The Gulf governments are increasingly resorting to temporary non-payment to contractors while stalling public sector projects and imposition of unprecedented taxes or price hike have become the new normal here.
Though domestic workers are less at risk compared to the ones employed in infrastructure development and services sectors such as banking, hospitality etc. Pakistan’s remittances from Saudi Arabia are likely to stabilise for a simple reason that its manpower is diversified and employed proportionately in white- and blue-collar job segments.
So far, the returnees predominantly served in construction industry, which was hit massively due to halt in projects as well as outstanding public sector payments.
Decline in oil and gas sector jobs is obviously temporary, predicted to last till early 2018. The GCC nation will eventually have to diversify as petroleum resources decline rapidly over the next two to three decades.
As the economies gradually move towards diversification, the job market is going to change too. A hardworking construction worker, house-worker and semi-skilled technician won’t be needed.

» **RECORDS SHOWN**
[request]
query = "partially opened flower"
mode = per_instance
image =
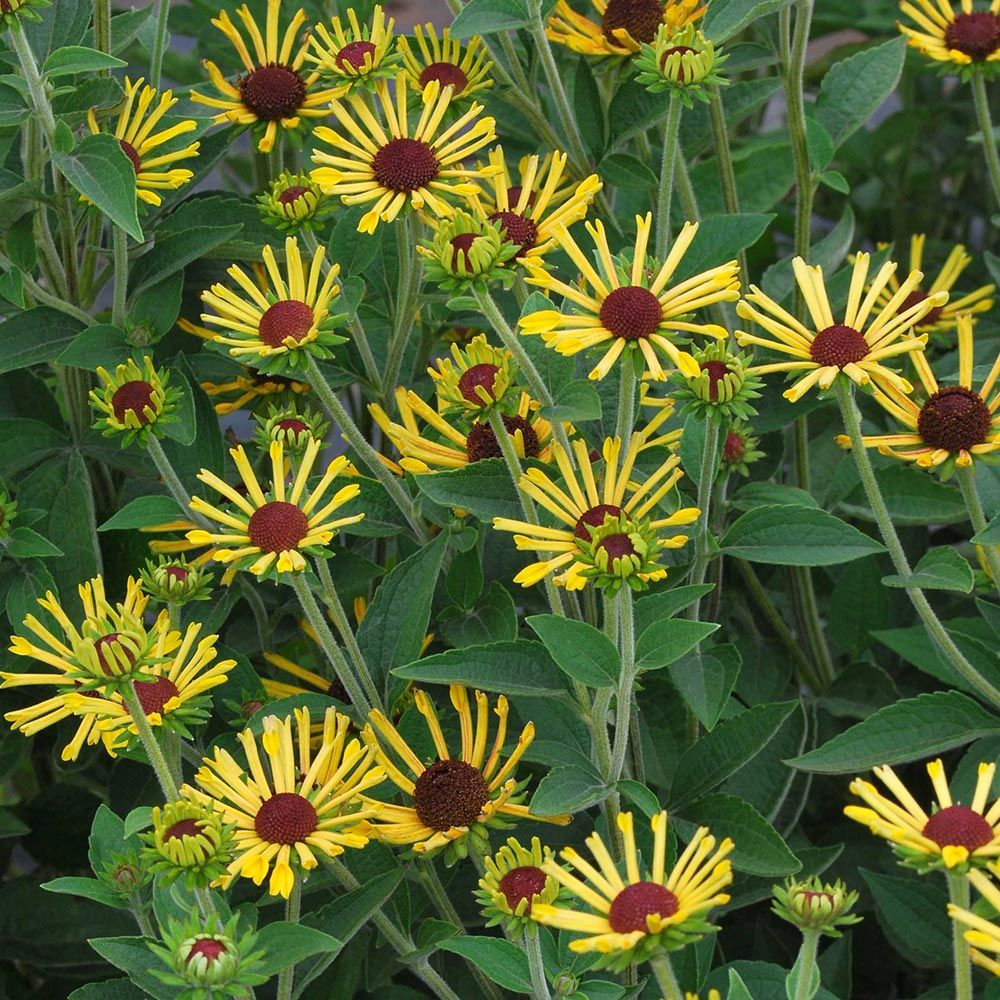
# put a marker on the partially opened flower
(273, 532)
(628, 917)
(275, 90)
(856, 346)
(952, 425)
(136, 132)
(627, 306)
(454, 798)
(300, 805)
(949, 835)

--

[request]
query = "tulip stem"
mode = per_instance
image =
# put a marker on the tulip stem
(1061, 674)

» **TASKS TO PERFORM**
**a)** From the passage on Gulf job markets, copy the text word for word, starting with "So far, the" and going on through "public sector payments.".
**b)** In the passage on Gulf job markets, until when is the decline in oil and gas sector jobs predicted to last?

» **SOLUTIONS TO EACH TASK**
**a)**
So far, the returnees predominantly served in construction industry, which was hit massively due to halt in projects as well as outstanding public sector payments.

**b)** Until early 2018.